• _PROBLEM_
Beginning with the line that has "Where can the stone wall", reproduce each remaining line of the data exactly, down to and including the last.

(Beginning of RECORDS PROVIDED)

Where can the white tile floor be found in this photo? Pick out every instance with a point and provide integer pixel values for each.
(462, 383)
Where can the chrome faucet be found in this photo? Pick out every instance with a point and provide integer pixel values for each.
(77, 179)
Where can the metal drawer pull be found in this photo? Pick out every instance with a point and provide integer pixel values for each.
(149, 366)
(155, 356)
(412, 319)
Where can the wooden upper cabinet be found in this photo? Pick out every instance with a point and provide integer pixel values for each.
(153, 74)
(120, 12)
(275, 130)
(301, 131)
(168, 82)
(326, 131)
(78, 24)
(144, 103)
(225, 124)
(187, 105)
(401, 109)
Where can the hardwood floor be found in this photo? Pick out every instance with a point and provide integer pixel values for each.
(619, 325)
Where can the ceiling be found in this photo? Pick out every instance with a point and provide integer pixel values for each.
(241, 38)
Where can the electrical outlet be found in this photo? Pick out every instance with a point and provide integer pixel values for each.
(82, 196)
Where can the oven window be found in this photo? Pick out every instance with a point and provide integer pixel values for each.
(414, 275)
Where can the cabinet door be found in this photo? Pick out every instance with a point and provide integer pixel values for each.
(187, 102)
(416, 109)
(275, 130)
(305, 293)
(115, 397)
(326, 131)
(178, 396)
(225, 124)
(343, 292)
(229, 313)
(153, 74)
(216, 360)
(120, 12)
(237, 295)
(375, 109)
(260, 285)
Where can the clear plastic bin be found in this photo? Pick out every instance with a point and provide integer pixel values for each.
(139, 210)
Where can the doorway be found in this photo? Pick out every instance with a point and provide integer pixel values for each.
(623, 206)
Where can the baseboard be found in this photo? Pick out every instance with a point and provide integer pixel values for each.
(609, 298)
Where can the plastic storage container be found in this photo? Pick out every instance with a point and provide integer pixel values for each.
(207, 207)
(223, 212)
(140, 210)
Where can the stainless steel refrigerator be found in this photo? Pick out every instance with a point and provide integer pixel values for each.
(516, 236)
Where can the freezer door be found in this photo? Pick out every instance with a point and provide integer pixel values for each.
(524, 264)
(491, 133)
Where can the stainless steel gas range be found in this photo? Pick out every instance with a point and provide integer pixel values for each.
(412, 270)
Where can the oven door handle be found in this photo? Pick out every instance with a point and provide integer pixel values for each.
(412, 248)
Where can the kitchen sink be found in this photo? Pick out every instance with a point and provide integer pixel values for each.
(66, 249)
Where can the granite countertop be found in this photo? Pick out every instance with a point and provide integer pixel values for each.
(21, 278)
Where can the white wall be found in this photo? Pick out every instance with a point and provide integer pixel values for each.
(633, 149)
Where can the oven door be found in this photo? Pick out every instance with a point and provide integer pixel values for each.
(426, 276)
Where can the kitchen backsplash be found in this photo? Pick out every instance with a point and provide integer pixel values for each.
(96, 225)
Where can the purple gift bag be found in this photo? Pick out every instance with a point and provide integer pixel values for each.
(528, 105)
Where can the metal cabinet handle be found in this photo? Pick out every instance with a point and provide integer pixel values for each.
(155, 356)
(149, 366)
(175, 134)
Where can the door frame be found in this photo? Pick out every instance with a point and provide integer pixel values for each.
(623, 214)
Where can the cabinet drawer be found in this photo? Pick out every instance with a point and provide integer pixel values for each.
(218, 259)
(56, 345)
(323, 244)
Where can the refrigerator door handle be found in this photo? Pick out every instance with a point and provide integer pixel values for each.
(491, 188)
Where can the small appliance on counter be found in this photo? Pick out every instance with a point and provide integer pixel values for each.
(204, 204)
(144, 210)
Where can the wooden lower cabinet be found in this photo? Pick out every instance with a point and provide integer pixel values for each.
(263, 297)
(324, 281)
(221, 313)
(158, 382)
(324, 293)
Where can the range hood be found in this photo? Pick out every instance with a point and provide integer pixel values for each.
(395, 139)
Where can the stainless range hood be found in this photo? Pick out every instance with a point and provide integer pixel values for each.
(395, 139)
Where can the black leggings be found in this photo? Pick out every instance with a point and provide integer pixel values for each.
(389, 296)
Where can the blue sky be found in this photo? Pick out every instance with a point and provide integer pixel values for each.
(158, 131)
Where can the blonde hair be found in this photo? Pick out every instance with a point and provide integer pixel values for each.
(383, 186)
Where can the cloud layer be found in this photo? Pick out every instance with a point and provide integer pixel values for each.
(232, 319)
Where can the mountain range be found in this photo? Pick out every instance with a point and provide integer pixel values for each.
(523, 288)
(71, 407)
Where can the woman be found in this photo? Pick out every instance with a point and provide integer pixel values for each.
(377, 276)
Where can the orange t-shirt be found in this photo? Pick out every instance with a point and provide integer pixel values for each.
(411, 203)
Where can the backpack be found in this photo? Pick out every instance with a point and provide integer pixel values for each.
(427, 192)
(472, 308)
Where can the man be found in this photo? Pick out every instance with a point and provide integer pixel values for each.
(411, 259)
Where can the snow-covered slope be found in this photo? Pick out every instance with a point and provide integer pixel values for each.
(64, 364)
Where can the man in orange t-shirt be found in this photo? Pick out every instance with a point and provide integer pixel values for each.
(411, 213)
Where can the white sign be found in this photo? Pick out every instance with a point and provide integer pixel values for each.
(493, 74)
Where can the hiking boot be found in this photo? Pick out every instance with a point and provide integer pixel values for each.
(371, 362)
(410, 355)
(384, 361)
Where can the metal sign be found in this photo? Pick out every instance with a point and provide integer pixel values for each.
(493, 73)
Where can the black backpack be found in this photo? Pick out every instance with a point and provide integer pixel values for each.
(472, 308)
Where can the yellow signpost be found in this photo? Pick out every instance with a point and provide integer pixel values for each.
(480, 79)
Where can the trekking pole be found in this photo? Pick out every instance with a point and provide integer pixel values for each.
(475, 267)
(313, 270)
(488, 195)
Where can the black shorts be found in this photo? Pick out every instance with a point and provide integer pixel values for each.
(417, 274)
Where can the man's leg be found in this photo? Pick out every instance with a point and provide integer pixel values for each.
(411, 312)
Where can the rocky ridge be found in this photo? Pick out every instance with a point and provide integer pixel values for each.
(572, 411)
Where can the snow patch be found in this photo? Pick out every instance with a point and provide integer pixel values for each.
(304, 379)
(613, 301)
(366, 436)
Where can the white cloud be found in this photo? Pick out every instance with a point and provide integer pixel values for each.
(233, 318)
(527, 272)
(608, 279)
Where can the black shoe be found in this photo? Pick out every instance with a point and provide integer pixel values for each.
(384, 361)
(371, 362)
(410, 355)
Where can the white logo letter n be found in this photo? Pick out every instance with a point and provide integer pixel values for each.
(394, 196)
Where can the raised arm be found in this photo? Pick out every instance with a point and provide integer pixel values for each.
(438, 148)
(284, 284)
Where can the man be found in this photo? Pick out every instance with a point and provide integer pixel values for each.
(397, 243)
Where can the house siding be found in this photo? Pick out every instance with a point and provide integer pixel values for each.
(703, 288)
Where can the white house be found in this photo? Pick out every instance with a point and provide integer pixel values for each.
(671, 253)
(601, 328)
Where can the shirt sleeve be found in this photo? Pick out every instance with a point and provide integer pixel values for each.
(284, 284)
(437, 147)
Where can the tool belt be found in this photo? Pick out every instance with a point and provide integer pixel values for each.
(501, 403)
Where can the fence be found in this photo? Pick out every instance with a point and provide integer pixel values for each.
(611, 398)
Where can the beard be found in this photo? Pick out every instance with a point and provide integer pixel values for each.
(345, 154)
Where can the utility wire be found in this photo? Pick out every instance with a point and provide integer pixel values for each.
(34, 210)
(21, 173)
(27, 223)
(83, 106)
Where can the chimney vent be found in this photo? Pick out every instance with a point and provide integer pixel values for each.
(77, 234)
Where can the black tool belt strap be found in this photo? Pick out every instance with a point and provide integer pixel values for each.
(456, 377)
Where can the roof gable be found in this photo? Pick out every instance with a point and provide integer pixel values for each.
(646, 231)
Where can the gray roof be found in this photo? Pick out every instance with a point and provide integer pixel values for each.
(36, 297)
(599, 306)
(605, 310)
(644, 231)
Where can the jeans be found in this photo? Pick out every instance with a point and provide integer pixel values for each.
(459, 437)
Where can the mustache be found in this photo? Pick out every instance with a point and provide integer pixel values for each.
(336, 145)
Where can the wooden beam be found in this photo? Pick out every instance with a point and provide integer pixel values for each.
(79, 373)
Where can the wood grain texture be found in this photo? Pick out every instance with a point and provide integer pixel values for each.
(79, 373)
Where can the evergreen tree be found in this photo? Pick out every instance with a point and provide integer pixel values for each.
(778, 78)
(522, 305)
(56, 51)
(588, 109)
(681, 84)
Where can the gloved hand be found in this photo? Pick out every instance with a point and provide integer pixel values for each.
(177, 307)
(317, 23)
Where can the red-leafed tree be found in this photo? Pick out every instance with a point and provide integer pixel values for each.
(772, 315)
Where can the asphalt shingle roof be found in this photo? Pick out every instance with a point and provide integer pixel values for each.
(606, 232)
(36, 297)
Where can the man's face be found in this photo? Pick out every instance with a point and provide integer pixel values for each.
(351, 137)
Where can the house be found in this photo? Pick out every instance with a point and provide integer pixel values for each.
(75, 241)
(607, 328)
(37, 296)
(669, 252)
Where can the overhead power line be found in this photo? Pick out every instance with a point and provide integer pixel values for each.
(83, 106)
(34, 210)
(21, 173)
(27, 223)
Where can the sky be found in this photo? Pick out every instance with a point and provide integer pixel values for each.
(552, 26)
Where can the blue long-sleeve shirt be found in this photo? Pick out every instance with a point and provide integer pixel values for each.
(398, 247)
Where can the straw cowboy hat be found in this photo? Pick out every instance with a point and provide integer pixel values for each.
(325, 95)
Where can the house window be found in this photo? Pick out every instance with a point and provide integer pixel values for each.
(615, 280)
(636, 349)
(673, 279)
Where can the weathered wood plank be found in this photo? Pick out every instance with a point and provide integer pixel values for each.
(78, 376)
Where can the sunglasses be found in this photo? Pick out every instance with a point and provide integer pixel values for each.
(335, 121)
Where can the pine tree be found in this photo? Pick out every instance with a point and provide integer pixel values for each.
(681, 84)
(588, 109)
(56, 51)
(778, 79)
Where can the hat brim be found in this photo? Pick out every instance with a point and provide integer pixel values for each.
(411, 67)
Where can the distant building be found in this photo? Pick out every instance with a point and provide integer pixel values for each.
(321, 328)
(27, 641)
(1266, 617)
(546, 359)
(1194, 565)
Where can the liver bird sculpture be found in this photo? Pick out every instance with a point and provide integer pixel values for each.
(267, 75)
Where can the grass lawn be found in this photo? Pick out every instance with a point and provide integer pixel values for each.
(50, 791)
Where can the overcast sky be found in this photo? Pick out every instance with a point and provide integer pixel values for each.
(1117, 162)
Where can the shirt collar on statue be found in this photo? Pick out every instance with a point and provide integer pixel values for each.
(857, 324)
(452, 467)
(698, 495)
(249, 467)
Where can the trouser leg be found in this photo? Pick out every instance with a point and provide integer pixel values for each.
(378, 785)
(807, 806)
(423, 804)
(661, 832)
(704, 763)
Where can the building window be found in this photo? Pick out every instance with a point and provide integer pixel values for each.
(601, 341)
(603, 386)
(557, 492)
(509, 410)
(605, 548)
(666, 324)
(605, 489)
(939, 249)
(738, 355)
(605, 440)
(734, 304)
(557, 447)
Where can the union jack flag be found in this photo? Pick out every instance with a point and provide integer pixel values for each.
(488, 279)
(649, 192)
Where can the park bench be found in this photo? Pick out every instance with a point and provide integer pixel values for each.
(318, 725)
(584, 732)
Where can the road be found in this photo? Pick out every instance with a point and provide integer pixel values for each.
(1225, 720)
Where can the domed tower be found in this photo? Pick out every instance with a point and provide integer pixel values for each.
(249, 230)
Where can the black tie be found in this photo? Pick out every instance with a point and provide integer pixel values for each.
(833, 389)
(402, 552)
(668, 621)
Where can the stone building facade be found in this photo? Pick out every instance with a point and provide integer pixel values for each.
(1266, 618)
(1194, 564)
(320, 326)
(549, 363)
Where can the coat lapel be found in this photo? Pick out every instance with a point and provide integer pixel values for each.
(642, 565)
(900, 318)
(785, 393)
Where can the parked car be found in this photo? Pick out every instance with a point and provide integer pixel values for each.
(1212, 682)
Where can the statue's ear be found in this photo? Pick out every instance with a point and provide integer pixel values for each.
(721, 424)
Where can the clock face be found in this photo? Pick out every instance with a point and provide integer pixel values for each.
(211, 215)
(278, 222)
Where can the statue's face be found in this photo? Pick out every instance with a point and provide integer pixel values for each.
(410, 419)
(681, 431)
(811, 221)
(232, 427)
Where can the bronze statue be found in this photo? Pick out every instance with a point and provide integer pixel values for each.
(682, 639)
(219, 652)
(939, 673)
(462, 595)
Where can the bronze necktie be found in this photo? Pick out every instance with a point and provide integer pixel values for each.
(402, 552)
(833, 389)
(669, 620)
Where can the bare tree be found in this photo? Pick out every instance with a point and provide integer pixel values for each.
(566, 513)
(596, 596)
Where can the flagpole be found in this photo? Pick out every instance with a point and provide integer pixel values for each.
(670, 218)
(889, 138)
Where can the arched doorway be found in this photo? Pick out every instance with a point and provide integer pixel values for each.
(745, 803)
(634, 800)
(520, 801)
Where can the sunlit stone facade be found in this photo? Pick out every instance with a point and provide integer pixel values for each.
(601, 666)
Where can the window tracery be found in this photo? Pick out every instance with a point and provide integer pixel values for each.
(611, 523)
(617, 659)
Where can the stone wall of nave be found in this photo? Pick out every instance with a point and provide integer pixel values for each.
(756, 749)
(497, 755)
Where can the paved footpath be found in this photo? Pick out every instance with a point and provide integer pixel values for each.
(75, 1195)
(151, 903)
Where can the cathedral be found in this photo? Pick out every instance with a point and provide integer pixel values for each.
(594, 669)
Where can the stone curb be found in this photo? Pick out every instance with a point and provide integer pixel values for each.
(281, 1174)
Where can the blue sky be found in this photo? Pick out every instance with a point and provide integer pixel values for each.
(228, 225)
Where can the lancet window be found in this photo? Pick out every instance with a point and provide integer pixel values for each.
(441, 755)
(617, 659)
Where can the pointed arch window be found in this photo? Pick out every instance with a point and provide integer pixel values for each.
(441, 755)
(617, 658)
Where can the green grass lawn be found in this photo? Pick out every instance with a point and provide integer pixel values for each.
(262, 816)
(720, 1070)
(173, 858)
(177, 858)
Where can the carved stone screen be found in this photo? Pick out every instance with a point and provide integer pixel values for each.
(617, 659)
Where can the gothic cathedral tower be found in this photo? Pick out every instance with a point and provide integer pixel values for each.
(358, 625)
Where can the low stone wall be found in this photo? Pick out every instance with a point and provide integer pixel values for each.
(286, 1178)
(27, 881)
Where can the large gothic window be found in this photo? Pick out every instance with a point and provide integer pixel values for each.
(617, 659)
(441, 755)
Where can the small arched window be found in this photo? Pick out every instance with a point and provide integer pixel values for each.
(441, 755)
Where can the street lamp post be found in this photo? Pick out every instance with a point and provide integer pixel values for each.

(End of RECORDS PROVIDED)

• _RESPONSE AREA_
Where can the stone wall of nave be found in this photo? Pick out every instance with a point and provide integer pixel values for each.
(756, 749)
(497, 755)
Where can the paved footpath be found in this photo? Pick out every instance with a point and provide integer pixel values for each.
(75, 1195)
(151, 903)
Where can the cathedral be found in this photo? Pick out every instance with a point and provide integer pixel values for each.
(594, 669)
Where can the stone curb be found in this photo? Pick out every instance with a point and provide integer pixel values for each.
(281, 1174)
Where can the blue sky be found in this photo? Pick out every instance with a point and provide integer pixel values for each.
(228, 225)
Where can the lancet window be found in this photo? Pick out every instance with a point and provide integer pixel values for each.
(441, 755)
(617, 659)
Where can the pointed arch window be found in this photo? Pick out every instance with a point and provide integer pixel values for each.
(441, 755)
(617, 658)
Where can the green grass lawn be found in this photo? Pick out every instance with a point and provide integer pixel values for each.
(262, 816)
(720, 1070)
(173, 858)
(177, 858)
Where can the carved stone screen be found in this photo? Pick out every instance with a point and provide integer pixel values for each.
(617, 659)
Where can the gothic cathedral tower be found in this photo? Pick out every instance with a point and provide integer pixel values for each.
(358, 625)
Where can the low stone wall be found in this photo? Pick out every instance with a point and provide integer pixel values for each.
(286, 1178)
(27, 881)
Where can the large gothic window be found in this photo? Pick out every instance with a point and provide integer pixel values for each.
(617, 659)
(441, 755)
Where can the small arched window be found in this photo? Pick out every instance with a point and provide integer pixel values for each.
(441, 755)
Where can the street lamp post be found in this photo? Pick out every instance with a point and provide integer pixel values for each.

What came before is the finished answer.